== TEXT ==
The first month of the Fall semester is coming to a close, and students are finally settling into campus. But alas, some are still struggling to get situated, wondering how to get all of their food groups in after dark.
Last night I messed up again and, after partying hard in the ATL, came back to campus to a horrid revelation that I had forgotten to grab dinner. No problem, just go to Kaldi’s and grab a one o’clock meal, right? But alas, it was two o’clock, and Kaldi’s was closed!
Now, I’ll admit that I do like to go ham on the dancefloor, but I also make sure to eat my ham and carrots; my body’s a beautiful temple in which my play-hard soul resides. How am I supposed to get all my macros and micros in when there’s no place on campus to grab some 2 a.m. grub?
My muscles need that protein and those veggies, bro.
Boppin’ with a Bod
Dear Boppin’ with a Bod,
Seems like you’ve got yourself into a bit of a jamless jam here. When the Eagle Emporium and Kaldi’s close, you’ve only got one on-campus option: the vending machines.
You may think that those $1.25 dispensers aren’t a great deal for a dynamite dieter like yourself, but I can assure you that you can get the Big Five with one big-boy powermove: Lay’s Sour Cream & Onion. Besides its whopping three grams of protein, this pack of potato chips also gives you those high-necessity grains.

== BRIEF ==
Could you reproduce, word for word, the part of the advice column that opens with the words containing "Last night I" and closes with "those veggies, bro."? These items have no connection to the advice column.

Referring expression pointing data:
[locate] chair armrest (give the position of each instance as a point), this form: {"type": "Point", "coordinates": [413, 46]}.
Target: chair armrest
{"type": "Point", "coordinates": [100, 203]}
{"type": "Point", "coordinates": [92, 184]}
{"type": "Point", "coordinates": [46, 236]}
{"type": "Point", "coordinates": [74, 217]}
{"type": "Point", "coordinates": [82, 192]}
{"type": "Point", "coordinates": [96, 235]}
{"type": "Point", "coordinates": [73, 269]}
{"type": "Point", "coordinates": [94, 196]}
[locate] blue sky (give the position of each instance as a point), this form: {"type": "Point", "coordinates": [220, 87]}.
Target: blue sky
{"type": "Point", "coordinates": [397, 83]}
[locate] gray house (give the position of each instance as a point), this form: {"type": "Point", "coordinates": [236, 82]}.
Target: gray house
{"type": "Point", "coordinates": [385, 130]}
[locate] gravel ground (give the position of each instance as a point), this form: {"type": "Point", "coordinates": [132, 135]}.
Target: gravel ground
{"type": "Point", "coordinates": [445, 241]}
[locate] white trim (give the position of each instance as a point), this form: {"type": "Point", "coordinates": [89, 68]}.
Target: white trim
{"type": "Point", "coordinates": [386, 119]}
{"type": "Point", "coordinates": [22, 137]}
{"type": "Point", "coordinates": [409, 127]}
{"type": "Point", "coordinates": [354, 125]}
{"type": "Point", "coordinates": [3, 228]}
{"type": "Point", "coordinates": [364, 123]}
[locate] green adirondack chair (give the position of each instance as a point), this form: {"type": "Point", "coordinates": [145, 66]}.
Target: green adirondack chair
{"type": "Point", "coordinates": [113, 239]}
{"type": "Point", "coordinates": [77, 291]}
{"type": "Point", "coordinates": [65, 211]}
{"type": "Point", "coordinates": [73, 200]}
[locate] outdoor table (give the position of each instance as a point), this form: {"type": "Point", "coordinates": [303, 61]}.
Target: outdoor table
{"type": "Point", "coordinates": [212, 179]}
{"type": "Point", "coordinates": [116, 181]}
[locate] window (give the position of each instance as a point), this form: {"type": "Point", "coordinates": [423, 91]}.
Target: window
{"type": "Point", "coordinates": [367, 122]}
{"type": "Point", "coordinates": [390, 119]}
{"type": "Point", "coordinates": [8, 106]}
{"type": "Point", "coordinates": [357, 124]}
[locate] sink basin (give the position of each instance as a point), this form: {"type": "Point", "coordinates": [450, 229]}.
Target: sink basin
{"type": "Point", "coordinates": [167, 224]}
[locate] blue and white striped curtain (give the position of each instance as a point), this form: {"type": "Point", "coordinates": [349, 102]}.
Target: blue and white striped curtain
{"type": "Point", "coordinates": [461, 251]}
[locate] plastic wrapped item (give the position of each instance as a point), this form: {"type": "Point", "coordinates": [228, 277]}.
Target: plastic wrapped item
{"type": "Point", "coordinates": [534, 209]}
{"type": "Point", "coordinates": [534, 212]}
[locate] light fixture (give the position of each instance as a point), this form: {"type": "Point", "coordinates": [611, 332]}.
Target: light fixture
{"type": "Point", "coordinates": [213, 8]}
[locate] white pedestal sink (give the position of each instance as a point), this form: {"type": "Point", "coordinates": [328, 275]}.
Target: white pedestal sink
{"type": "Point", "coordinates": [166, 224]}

== SOLUTION FOR THIS TASK ==
Last night I messed up again and, after partying hard in the ATL, came back to campus to a horrid revelation that I had forgotten to grab dinner. No problem, just go to Kaldi’s and grab a one o’clock meal, right? But alas, it was two o’clock, and Kaldi’s was closed!
Now, I’ll admit that I do like to go ham on the dancefloor, but I also make sure to eat my ham and carrots; my body’s a beautiful temple in which my play-hard soul resides. How am I supposed to get all my macros and micros in when there’s no place on campus to grab some 2 a.m. grub?
My muscles need that protein and those veggies, bro.